- READING TEXT
+++
The Brothers Megan and musical DNA
The Kid Who Would Be Pope co-creators Tom and Jack Megan have been thinking about and playing music together since they were boys growing up in Massachusetts. Their great-grandfather, an Irish immigrant, made sure his children had a musical education. Their grandfather, a lawyer, was a brilliant pianist and bought pianos for all his children when they had their own homes. Their father was a soloist at Trinity Church in Boston. Their mother is a pianist.
Both Tom and Jack are accomplished musicians in their own right – Tom on piano, guitar and trumpet, Jack on piano. They began working on The Kid when a friend at a summer creative arts camp for children asked them to write a musical quickly for 50 kids. They wrote the piece in a month, and then it took on a life of its own eventually landing at the New York Musical Festival in New York City and garnering the 2013 Richard Rodgers Award and the 2013 American Harmony Prize.
For the free workshop production at Ars Nova, the brothers have wrote new songs, tweaked original songs and developed the script. They are also worked with adult actors in the roles of children, a big shift from earlier productions.
+++
(Dataset entries)
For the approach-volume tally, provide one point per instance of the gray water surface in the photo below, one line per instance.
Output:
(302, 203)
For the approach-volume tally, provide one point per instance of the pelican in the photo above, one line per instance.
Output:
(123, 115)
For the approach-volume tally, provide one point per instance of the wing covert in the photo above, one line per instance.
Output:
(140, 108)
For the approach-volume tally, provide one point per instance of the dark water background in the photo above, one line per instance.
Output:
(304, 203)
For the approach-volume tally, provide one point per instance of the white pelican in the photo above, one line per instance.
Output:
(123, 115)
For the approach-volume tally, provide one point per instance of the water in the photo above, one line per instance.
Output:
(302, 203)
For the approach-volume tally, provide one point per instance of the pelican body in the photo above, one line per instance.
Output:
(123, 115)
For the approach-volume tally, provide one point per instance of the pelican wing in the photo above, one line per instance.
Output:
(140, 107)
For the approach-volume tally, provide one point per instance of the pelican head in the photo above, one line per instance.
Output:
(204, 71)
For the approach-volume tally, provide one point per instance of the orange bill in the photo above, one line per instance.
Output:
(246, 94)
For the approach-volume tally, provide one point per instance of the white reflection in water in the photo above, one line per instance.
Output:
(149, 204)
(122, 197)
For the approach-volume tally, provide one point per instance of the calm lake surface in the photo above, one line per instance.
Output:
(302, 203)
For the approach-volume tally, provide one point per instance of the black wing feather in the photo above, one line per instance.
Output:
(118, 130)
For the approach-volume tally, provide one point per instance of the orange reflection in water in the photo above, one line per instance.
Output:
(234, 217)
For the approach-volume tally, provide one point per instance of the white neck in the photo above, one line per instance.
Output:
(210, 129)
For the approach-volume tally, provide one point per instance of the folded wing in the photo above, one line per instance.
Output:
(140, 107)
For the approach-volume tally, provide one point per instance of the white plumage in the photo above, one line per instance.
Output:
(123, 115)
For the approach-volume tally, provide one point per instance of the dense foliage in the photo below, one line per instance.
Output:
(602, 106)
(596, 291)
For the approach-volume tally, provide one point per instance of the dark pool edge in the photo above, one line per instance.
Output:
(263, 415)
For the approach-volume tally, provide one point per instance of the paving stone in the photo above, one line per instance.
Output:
+++
- REQUIRED ACTIONS
- a) Name every relative of Tom and Jack Megan that the text about the Megan brothers mentions, apart from the two brothers themselves.
- b) Render into Spanish this sentence from the text about the Megan brothers: "Their father was a soloist at Trinity Church in Boston."
- c) Pick up the text about the Megan brothers and their musical family after its final sentence and go on writing it.

- ANSWERS FOR THE EXERCISE
- a) Great-grandfather, grandfather, father, mother

- b) Su padre era solista en Trinity Church, en Boston.

- c)
“The adult actors bring a new range and accessibility to the roles,” says Tom. “We miss the beautiful children who played it in the past. They were endearing and talented. But seeing it played by adults allows us to see it in a different way which is very, very exciting.”
Two of the adult performers – Jillian Louis as Sister Katherine and Kevin McGlynn as Sister Rudy – were in the NYMF production, and they bring the depth of experience to their repeated roles. Watching the veteran and new performers has been an inspiration.
“It’s exciting to hear very talented and gifted actors and directors bring the story to life,” says Jack Megan.
The musical is about Billy McPherson, the new kid at a parochial school in the 1960s. He falls in love with a young singing nun at the school and sets his sights on becoming Pope in the hopes of changing Church doctrine and marrying Sister Katherine.
“It’s a play about growing up and coming of age and discovering your own creative power and the nature of love,” says Jack. “It’s set in the Catholic milieu Tom and I grew up in, but it’s a universal story that has been told in every culture and religion that has a coming-of-age tradition.”
Although the Megans have been influenced by the sounds they grew up with at home, as well as the more popular music of The Beatles – “As kids, we took tennis rackets and pretended we were The Beatles. We strummed like John and Paul,” says Tom – the big luminary is Stephen Sondheim.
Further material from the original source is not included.